### SHORT TASK
Write the material out again exactly.

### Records
◇ ◇ ◇
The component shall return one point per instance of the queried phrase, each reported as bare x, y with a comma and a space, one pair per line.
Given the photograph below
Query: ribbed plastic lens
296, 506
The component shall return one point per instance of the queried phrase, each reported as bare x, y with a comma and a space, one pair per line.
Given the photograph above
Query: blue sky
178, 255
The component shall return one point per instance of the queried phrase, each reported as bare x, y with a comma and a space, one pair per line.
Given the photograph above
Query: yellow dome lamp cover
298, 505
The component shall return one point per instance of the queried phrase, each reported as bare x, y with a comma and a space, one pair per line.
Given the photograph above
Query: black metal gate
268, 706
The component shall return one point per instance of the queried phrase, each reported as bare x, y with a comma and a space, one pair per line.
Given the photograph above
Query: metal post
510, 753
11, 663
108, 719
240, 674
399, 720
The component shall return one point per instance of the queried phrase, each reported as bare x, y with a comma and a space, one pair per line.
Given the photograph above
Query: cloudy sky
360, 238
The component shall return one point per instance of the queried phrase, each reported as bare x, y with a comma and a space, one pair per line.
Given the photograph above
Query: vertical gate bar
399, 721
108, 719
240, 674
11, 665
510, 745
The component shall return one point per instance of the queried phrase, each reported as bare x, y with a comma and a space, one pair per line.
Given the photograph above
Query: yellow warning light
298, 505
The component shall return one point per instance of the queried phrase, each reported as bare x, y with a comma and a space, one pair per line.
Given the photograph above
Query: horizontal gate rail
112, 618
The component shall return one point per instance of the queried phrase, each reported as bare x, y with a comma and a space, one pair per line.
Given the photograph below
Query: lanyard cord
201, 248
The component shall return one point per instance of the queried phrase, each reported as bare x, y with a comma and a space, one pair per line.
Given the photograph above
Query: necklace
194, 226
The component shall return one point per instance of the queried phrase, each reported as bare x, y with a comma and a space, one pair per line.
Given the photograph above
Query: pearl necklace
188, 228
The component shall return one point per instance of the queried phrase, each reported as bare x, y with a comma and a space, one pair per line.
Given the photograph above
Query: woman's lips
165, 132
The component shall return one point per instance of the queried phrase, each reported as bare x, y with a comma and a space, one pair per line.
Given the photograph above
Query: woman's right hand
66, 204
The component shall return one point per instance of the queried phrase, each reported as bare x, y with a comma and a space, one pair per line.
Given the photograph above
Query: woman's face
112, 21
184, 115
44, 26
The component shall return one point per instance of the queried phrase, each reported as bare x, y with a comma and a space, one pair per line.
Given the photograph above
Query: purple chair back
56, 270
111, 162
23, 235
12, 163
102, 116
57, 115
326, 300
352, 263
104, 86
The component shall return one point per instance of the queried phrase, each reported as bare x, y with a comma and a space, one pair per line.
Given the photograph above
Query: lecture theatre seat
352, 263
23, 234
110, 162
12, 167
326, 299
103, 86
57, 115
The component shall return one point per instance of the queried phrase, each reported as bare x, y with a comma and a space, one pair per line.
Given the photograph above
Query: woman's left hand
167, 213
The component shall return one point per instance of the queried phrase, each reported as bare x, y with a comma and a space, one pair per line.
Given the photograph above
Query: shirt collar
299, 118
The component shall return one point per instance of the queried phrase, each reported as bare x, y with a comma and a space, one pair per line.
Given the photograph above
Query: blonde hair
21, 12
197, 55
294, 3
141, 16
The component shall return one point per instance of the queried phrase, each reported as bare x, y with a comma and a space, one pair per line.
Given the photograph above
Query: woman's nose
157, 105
◇ ◇ ◇
### OUTPUT OF THE TASK
The component shall return one point per instance of the queried phrase, each reported as bare x, y with a comma and a space, one pair per line.
Given the photograph below
Query: ribbed plastic lens
296, 506
The component shall return one point per instance of the queried phrase, each reported as bare x, y with a comma and a space, one pair per line.
Given the photograph above
Query: blue sky
178, 255
The component shall return one point per instance of the queried phrase, each reported as bare x, y with a comma and a space, one pair per line.
Given the photograph above
Query: yellow dome lamp cover
298, 505
The component shall return one point per instance of the queried phrase, each reported as bare x, y with a comma and a space, one pair per line.
Given the photograph above
Query: black metal gate
268, 706
The component shall return one point per instance of the queried phrase, each reported as bare x, y with a comma and a space, one pair per line.
Given the photograph above
Query: metal post
510, 753
11, 663
108, 719
240, 674
399, 720
The component shall return one point per instance of the queried phrase, each reported as bare x, y with a comma and a space, one pair per line.
Given the photograph above
Query: cloudy sky
360, 238
The component shall return one point per instance of the queried phrase, each reported as bare x, y with a comma and a space, one pair per line.
Given the photograph above
Query: vertical gate bar
399, 721
108, 719
240, 674
11, 665
510, 745
The component shall return one point per instance of the queried phrase, each reported as bare x, y with a comma and a space, one pair per line.
Given the photograph above
Query: yellow warning light
298, 505
The component shall return one point per instance of the queried phrase, each reported as bare x, y with a comma and a space, one pair per line.
Given the photograph above
Query: horizontal gate rail
112, 618
The component shall return one point per instance of the queried phrase, each reported as bare x, y with a comma and a space, one pair per line.
Given the photograph below
Query: lanyard cord
201, 248
The component shall return one point per instance of the queried phrase, each reported as bare x, y with a comma and a space, one pair per line.
Given the photograph above
Query: necklace
194, 226
The component shall return one point per instance of the queried phrase, each reported as bare x, y with a comma and a space, one pair per line.
Given the photograph above
Query: pearl necklace
188, 228
The component shall return one point per instance of the queried phrase, each reported as bare x, y with a comma and a space, one pair per line.
Given the photograph above
Query: woman's lips
165, 132
The component shall return one point per instance of the queried phrase, each reported as bare x, y with a comma and a space, one pair per line.
Given the photograph above
Query: woman's right hand
66, 204
The component shall return one point per instance of the queried phrase, each reported as bare x, y with a comma and a space, one pair per line.
Given the photograph above
Query: woman's face
112, 21
184, 115
44, 26
The component shall return one point per instance of the queried phrase, each reported as bare x, y with a comma and a space, one pair per line.
Given the photograph above
Query: purple chair back
56, 270
111, 162
23, 235
12, 163
102, 116
57, 115
326, 300
352, 263
104, 86
The component shall return one point per instance of the queried phrase, each reported as bare x, y with a comma and a space, one pair per line.
Given the photograph above
Query: lecture theatre seat
352, 263
23, 234
110, 162
12, 167
326, 299
103, 86
57, 115
The component shall return one point per instance of the queried phrase, each reported as bare x, y with a comma and a space, one pair per line.
Given the photograph above
Query: woman's left hand
167, 213
The component shall return one point per instance of the queried phrase, each reported as bare x, y with a comma and a space, one pair per line.
Given the photograph above
Query: shirt collar
299, 118
The component shall return one point per instance of the queried phrase, each reported as bare x, y with a comma and a space, one pair per line.
Given the photograph above
Query: blonde hair
21, 12
197, 55
294, 3
141, 16
The component shall return one point per instance of the queried phrase, each reported as bare x, y with a comma and a space, one pair per line.
Given the photograph above
Query: woman's nose
157, 105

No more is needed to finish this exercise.